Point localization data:
"""

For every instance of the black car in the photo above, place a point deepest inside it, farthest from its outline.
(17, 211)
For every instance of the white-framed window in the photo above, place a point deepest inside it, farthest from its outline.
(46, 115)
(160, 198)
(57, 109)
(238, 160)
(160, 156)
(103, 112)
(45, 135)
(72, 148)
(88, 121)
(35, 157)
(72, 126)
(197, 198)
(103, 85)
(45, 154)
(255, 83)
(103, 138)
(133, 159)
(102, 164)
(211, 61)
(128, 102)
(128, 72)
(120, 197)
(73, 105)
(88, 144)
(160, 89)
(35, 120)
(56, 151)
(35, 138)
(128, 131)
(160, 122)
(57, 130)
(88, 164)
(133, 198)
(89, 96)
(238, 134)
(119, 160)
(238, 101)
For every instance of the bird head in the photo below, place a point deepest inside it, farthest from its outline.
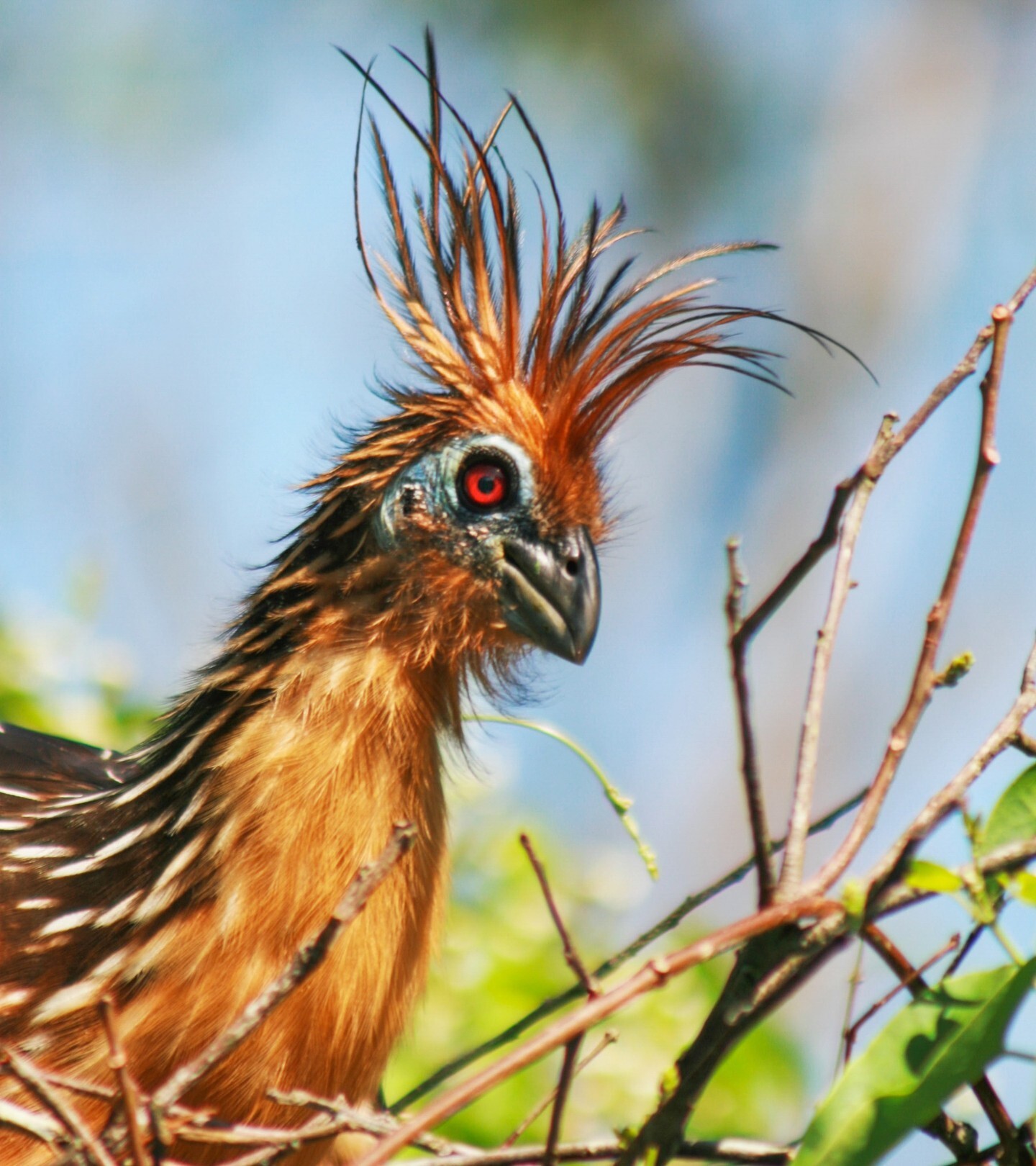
(475, 507)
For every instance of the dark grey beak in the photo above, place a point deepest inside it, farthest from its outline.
(550, 592)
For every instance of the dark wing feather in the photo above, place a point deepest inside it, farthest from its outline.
(35, 767)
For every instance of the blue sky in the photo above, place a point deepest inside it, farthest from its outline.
(182, 312)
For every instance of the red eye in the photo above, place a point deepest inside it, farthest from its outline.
(484, 485)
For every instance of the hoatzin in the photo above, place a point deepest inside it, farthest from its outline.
(447, 541)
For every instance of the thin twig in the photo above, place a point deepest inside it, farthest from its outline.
(1024, 744)
(855, 981)
(921, 686)
(913, 980)
(940, 803)
(564, 1083)
(738, 648)
(724, 1150)
(824, 541)
(809, 741)
(571, 955)
(853, 1030)
(81, 1135)
(609, 1038)
(304, 962)
(554, 1004)
(127, 1086)
(653, 975)
(28, 1121)
(364, 1118)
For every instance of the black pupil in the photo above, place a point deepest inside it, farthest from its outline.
(485, 485)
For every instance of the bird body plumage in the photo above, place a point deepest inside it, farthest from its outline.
(180, 880)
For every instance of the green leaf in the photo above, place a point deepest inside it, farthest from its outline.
(1023, 884)
(619, 803)
(925, 876)
(937, 1044)
(1013, 818)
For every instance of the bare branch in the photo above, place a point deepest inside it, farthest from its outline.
(127, 1086)
(609, 1038)
(725, 1150)
(750, 765)
(913, 980)
(555, 1003)
(79, 1134)
(571, 955)
(653, 975)
(922, 684)
(809, 742)
(853, 1030)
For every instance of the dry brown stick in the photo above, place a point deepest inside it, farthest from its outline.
(810, 736)
(79, 1132)
(364, 1118)
(32, 1122)
(853, 1030)
(824, 541)
(724, 1150)
(750, 782)
(1024, 744)
(127, 1086)
(564, 1083)
(609, 1038)
(913, 980)
(613, 963)
(653, 975)
(855, 981)
(940, 803)
(921, 686)
(571, 955)
(304, 962)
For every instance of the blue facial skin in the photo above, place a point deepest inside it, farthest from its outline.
(428, 487)
(549, 590)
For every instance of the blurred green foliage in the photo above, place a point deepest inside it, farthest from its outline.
(500, 955)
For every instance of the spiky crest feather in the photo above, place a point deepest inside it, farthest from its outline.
(229, 836)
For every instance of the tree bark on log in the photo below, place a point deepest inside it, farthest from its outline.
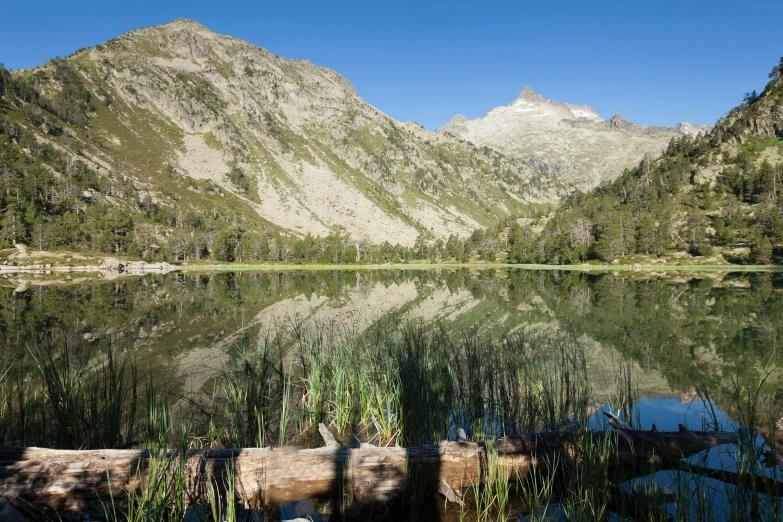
(64, 480)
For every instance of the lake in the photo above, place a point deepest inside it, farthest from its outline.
(684, 348)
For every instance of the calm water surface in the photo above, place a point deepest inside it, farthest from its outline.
(682, 337)
(678, 334)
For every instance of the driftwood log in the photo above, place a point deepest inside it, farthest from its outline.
(63, 480)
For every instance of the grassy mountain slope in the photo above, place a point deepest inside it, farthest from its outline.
(183, 133)
(713, 194)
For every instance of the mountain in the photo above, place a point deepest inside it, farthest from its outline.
(717, 196)
(174, 138)
(573, 141)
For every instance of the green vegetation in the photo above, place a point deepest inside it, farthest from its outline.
(667, 204)
(401, 384)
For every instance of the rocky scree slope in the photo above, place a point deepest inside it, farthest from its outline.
(719, 190)
(204, 122)
(573, 141)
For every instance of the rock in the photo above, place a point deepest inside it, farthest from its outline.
(9, 513)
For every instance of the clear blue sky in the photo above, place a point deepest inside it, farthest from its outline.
(655, 62)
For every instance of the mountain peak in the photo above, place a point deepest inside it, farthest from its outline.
(185, 23)
(528, 94)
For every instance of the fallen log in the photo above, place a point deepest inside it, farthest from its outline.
(64, 480)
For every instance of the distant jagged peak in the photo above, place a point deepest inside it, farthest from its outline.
(528, 94)
(185, 23)
(458, 119)
(529, 99)
(693, 129)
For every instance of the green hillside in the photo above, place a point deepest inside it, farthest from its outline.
(716, 196)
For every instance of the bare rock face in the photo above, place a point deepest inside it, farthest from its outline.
(584, 148)
(693, 129)
(181, 103)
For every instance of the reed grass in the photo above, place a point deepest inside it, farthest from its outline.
(409, 385)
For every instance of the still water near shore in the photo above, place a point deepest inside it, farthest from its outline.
(677, 335)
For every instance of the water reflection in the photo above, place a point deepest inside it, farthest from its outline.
(708, 330)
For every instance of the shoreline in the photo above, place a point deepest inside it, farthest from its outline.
(114, 267)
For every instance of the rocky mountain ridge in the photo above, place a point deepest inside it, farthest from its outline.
(584, 147)
(203, 122)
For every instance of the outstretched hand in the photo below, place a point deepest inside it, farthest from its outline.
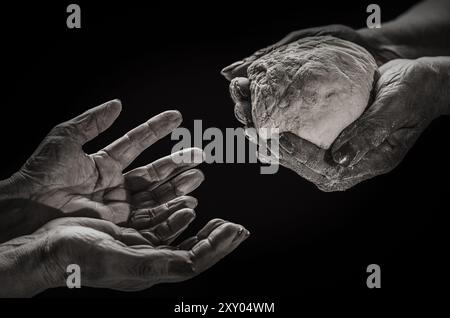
(61, 176)
(110, 256)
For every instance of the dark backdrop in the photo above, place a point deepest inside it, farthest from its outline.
(157, 56)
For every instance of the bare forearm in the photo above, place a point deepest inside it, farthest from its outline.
(421, 31)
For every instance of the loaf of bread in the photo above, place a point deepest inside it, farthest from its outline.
(313, 87)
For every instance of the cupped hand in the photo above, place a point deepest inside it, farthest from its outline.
(110, 256)
(62, 176)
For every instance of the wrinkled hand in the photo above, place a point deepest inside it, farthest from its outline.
(408, 96)
(381, 55)
(110, 256)
(60, 175)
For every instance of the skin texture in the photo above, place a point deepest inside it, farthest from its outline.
(313, 87)
(39, 240)
(408, 96)
(110, 256)
(60, 179)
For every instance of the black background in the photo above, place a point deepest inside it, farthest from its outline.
(158, 56)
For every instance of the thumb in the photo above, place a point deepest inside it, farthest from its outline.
(91, 123)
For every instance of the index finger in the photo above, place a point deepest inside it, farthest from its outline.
(125, 149)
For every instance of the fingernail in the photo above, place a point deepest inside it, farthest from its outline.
(344, 155)
(242, 85)
(238, 234)
(231, 67)
(174, 115)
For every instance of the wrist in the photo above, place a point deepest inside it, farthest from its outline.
(23, 271)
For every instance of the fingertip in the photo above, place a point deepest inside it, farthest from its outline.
(228, 70)
(114, 107)
(187, 214)
(198, 155)
(344, 155)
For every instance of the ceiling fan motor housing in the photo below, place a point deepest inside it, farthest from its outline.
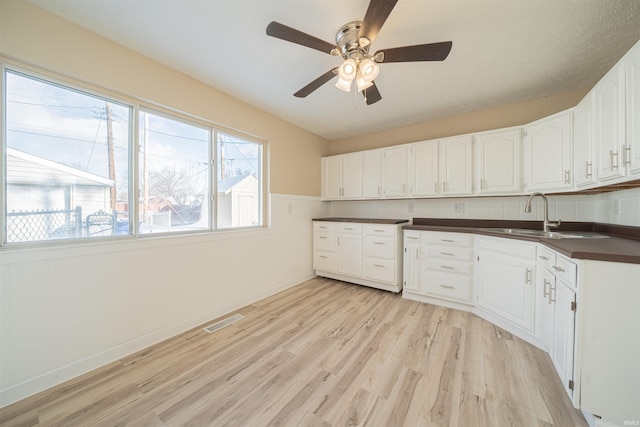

"""

DIRECTIONS FOR THIS TASK:
Print every line above once more, exactly. Omit the pictures.

REPLY:
For every instance of the black car in the photo above, place a point deepest inside it, farthest from its outline.
(17, 211)
For every instance of the white-framed window in the photo above, place a point deepest inside it, farthest from its outline.
(46, 115)
(160, 198)
(57, 109)
(238, 160)
(160, 156)
(103, 112)
(45, 135)
(72, 148)
(88, 121)
(35, 157)
(72, 126)
(197, 198)
(103, 85)
(45, 154)
(255, 83)
(103, 138)
(133, 159)
(102, 164)
(211, 61)
(128, 102)
(128, 72)
(120, 197)
(73, 105)
(88, 144)
(160, 89)
(35, 120)
(56, 151)
(35, 138)
(128, 131)
(160, 122)
(57, 130)
(88, 164)
(133, 198)
(89, 96)
(238, 134)
(119, 160)
(238, 101)
For every instance of the bird head in the photo below, place a point deepest inside it, farthest from its outline.
(475, 507)
For every instance of the dark grey beak in the photo above, place a point deepest inside it, farthest from its outline.
(550, 592)
For every instance of the dark wing feather in the photo above, place a point deepest inside it, farthest from its outline.
(35, 767)
For every instance of the blue sky in the photo above, place a point deepest inside it, farthest from its outline.
(182, 312)
For every instance of the red eye in the photo above, place a point deepest inside it, farthest from its outline.
(484, 485)
For every instance of the hoatzin in the photo above, place a point deepest inside it, farthest from its outline.
(447, 541)
For every instance of the thin twig in the photo above, place a point deepest inside it, farthest from its outline.
(1024, 744)
(855, 981)
(921, 686)
(913, 980)
(940, 803)
(564, 1083)
(738, 648)
(724, 1150)
(824, 541)
(809, 741)
(571, 955)
(853, 1030)
(81, 1135)
(609, 1038)
(304, 962)
(554, 1004)
(127, 1086)
(653, 975)
(28, 1121)
(364, 1118)
For every instance of the black pupil in the photo above, place a point deepest inside it, farthest from its outline.
(485, 485)
For every instance of the bird body plumage in the photo above, place a point deepest inside it, farthest from its outline.
(180, 880)
For every instance of the green leaf in the photo above, place a point deepest inside it, farthest from its outline.
(1023, 884)
(619, 803)
(925, 876)
(937, 1044)
(1013, 818)
For every instance of the bare branch in the photo above, place a point deepest inside it, farthest from its outline.
(127, 1086)
(609, 1038)
(725, 1150)
(750, 765)
(913, 980)
(555, 1003)
(79, 1134)
(571, 955)
(653, 975)
(922, 684)
(809, 742)
(853, 1030)
For every instance of the dry brown stick in the photo above, place a point deepest inside it, farthest from its outline.
(810, 736)
(79, 1132)
(364, 1118)
(32, 1122)
(853, 1030)
(824, 541)
(724, 1150)
(750, 782)
(1024, 744)
(127, 1086)
(564, 1083)
(609, 1038)
(913, 980)
(613, 963)
(653, 975)
(855, 981)
(940, 803)
(921, 686)
(571, 955)
(304, 962)
For every instance of the blue facial skin in the photo above, place a point deepest inside it, farthest from its outline.
(428, 487)
(549, 590)
For every instance of the blurred green foliage in the photo above, place a point deepest inside it, farthest from its outline.
(500, 955)
For every instance of the spiky crest feather in the photo above, place a point deepest inside it, farthest from its outline.
(229, 836)
For every instance of the tree bark on log in the photo below, place a point deepest inside it, farthest from its outline.
(64, 480)
For every instance of the lake in the photo above, place a point deepest inside it, farthest from its outline.
(684, 348)
For every instance of the calm water surface in the photo above, place a point deepest inside it, farthest from its outline.
(682, 337)
(678, 334)
For every instance of the driftwood log in the photo above, place a point deepest inside it, farthest from its outline.
(63, 480)
For every instance of the grassy mountain slope in the photo above, place a point deepest inside it, farthest from its outline.
(183, 133)
(713, 194)
For every instance of the mountain in the photo above, place a point deepest inside it, farthest from its outline.
(717, 196)
(174, 138)
(573, 141)
For every instance of the green vegetation in the photo above, place a point deepest inside it, farthest from its outline.
(667, 204)
(401, 384)
For every instance of the rocky scree slope in the photo above, place a point deepest inside it, farthest from its outline.
(719, 190)
(204, 122)
(573, 141)
For every instance of the rock in the photo above, place a point deepest inside it, farthest from its outline.
(9, 513)
For every instance of the clear blue sky in the photo above, place a point deepest inside it, farthest from its outline.
(655, 62)
For every instance of the mountain peak in the photo above, place a point deepest inside it, farthest from its outline.
(185, 23)
(528, 94)
For every instance of the fallen log in the photo above, place a point deepest inside it, farthest from its outline.
(64, 480)
For every instance of the distant jagged peak in the photo above, place a point deepest inside it, farthest from its outline.
(528, 94)
(185, 23)
(458, 119)
(529, 99)
(693, 129)
For every instance of the green hillside in the photo above, place a point deepest inside it, farthest from its outline.
(716, 196)
For every instance of the bare rock face in the photo above, place a point deepest inside it, farthest from its outline.
(584, 148)
(693, 129)
(181, 103)
For every instance of the reed grass in the photo above, place a point deepest inside it, farthest from its outline.
(409, 385)
For every instance of the still water near shore in the photo above, place a point deepest inside it, farthest from its outline.
(677, 335)
For every instance of the water reflection in the photo above, place a point deepest inside it, farthest from its outline.
(708, 330)
For every instance of the shoreline in the photo above, place a point deepest inside it, farthest from its outline.
(114, 267)
For every instance of the rocky mountain ridge in the photo above, place a point deepest inside it, farthest from its outline.
(584, 147)
(203, 122)
For every instance of the outstretched hand in the photo below, place a point deepest inside it, farthest from its outline.
(61, 176)
(110, 256)
For every instance of the dark backdrop in the photo above, place a point deepest inside it, farthest from its outline.
(157, 56)
For every instance of the bare forearm in the photo above, place a point deepest inside it, farthest from its outline.
(421, 31)
For every instance of the loaf of bread in the photo above, place a point deepest inside it, farthest from its outline.
(313, 87)
For every instance of the cupped hand in the photo above, place a point deepest inside it, farthest from its outline.
(110, 256)
(62, 176)
For every instance of the wrinkled hand in the photo above, place a point deepest inside it, farthest from its outline.
(408, 96)
(381, 55)
(110, 256)
(60, 175)
For every instance of the skin texture in the photo above, place a point deepest inside it, farthest from its outline.
(313, 87)
(39, 240)
(408, 96)
(110, 256)
(60, 179)
For every instance of the black background in the photo above, place a point deepest inside it, farthest from its outline.
(158, 56)
For every instance of the thumb in the photo above, place a point deepest inside it, farthest from its outline.
(91, 123)
For every instance of the index finger in the photo above, place a point deepest inside it, farthest from its outline.
(125, 149)
For every instance of the fingernail in the photo above, place a point deepest inside it, farthest from its outline.
(344, 155)
(242, 85)
(238, 234)
(231, 67)
(174, 115)
For every instance of the wrist in the photo above, place a point deepest inside it, farthest from its outline.
(23, 271)
For every instance of the fingertip in the photo above, place a point deepest inside it, farthest from its outline.
(228, 70)
(114, 107)
(187, 214)
(198, 155)
(344, 155)
For every instance of the ceiling fan motor housing in the photo below, place a point deepest inside it, farthest from its outline.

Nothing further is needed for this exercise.